● Given text:
= = = =
I'm wondering which is the quickest and cleanest way to finish myself off.— Norman
Well don't get married. That's long and messy.— Reg in Living Together.
What a wonderful day in the theatre we had to see Alan Ayckbourn's 1973 trilogy, The Norman Conquests!

The first astonishing impact was the revised CQS space at The Old Vic where Kevin Spacey is the Artistic Director. The proscenium arch theatre has been re-organised so that the playing area is a circular stage with audience seating all around it. The design is very clever and we are excited that the plays are to be staged in the round all season. Above the circular playing area is a scene of English countryside with trees and a cricket pitch and houses with gardens on a disc as large as the stage, like the setting for a model railway, and with windows that light up at night time. On this disc, a projected clock with roman numerals shows the passing of time. When the model houses rise, we see their exact landscaped equivalent underneath forming a double sided canopy for the actors' context.

Ayckbourn's plays are peculiarly English as part of Englishness as the green landscape. They are closely observed masterpieces of English idiosyncratic behaviour and quirkiness. It may be for this reason their subtlety is less appreciated abroad. While the plays are comedies they also have small tragedies very close to the surface and the delicate juxtaposition of the two is thought provoking.

Each plays features the same five people in one family and the local vet. While mother is unseen upstairs, Sarah (Amanda Root) and Reg (Paul Ritter) have come to look after her for the weekend so that Annie (Jessica Hynes) can get away for a break. The only problem is that Annie is off for a saucy weekend with her brother in law Norman (Stephen Mangan) who is married to Annie and Reg's sister, Ruth (Amelia Bullimore). Annie's lukewarm suitor, the neighboring vet, Tom (Ben Miles) completes the sextet. Annie and Norman had a passionate encounter on the brown shag pile rug one Christmas and this "dirty weekend" was planned. Annie was hoping to get to the seaside at Hastings but as the hotels were all full, Norman has settled on suburban East Grinstead instead. With the revelations to all, except Tom who doesn't get it, of what was planned, the weekend is cancelled and everyone stays with mother. Norman's wife Ruth is summoned to join them.
= = = =
Edit the stretch of the passage on The Norman Conquests from "The first astonishing" through "the actors' context.", changing "model railway" to "toy train set", and give that stretch again.

● Record list:
= = = =
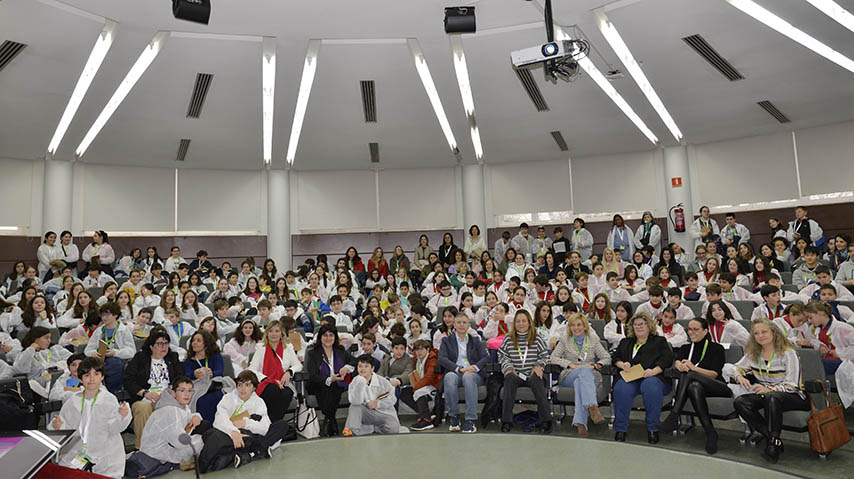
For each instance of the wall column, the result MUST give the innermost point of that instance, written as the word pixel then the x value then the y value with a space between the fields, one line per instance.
pixel 676 170
pixel 279 218
pixel 56 210
pixel 474 209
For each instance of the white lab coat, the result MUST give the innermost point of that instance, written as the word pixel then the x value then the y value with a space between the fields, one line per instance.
pixel 582 241
pixel 123 343
pixel 104 435
pixel 654 237
pixel 254 405
pixel 164 427
pixel 697 225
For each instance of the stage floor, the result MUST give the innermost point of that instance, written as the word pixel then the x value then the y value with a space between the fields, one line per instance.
pixel 495 455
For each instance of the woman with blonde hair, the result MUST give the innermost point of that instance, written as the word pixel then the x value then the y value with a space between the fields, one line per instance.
pixel 611 262
pixel 581 356
pixel 769 378
pixel 523 357
pixel 644 347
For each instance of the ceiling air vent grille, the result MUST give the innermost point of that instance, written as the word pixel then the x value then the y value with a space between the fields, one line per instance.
pixel 369 100
pixel 182 149
pixel 531 88
pixel 200 92
pixel 561 143
pixel 702 47
pixel 8 51
pixel 375 152
pixel 773 111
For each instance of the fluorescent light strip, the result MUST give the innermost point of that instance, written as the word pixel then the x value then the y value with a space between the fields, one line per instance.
pixel 308 70
pixel 461 69
pixel 625 55
pixel 609 90
pixel 762 15
pixel 93 64
pixel 432 93
pixel 145 58
pixel 268 93
pixel 835 11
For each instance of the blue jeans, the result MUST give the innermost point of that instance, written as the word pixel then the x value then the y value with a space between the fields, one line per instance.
pixel 470 382
pixel 653 391
pixel 582 381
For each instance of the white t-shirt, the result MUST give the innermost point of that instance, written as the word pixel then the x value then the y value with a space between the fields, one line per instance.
pixel 159 379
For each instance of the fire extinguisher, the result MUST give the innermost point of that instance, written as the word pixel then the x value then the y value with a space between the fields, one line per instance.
pixel 678 218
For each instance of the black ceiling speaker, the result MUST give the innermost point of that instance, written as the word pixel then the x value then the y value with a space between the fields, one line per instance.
pixel 460 20
pixel 198 11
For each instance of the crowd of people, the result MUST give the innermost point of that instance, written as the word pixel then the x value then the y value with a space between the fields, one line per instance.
pixel 428 331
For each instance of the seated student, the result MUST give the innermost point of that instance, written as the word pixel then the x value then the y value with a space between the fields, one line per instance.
pixel 615 331
pixel 38 357
pixel 824 276
pixel 824 327
pixel 69 383
pixel 99 420
pixel 171 419
pixel 119 346
pixel 772 308
pixel 463 359
pixel 327 365
pixel 806 273
pixel 275 363
pixel 583 295
pixel 147 375
pixel 95 278
pixel 524 369
pixel 242 429
pixel 397 365
pixel 729 290
pixel 204 362
pixel 673 332
pixel 645 347
pixel 767 377
pixel 146 298
pixel 613 290
pixel 699 366
pixel 580 353
pixel 336 305
pixel 372 403
pixel 243 344
pixel 715 293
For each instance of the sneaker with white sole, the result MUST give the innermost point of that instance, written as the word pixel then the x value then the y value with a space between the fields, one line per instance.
pixel 469 427
pixel 454 423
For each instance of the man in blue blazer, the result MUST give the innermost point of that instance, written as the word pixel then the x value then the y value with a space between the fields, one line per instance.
pixel 463 359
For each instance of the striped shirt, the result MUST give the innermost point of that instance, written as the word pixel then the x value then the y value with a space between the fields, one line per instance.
pixel 524 358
= = = =
● Result of this exercise:
The first astonishing impact was the revised CQS space at The Old Vic where Kevin Spacey is the Artistic Director. The proscenium arch theatre has been re-organised so that the playing area is a circular stage with audience seating all around it. The design is very clever and we are excited that the plays are to be staged in the round all season. Above the circular playing area is a scene of English countryside with trees and a cricket pitch and houses with gardens on a disc as large as the stage, like the setting for a toy train set, and with windows that light up at night time. On this disc, a projected clock with roman numerals shows the passing of time. When the model houses rise, we see their exact landscaped equivalent underneath forming a double sided canopy for the actors' context.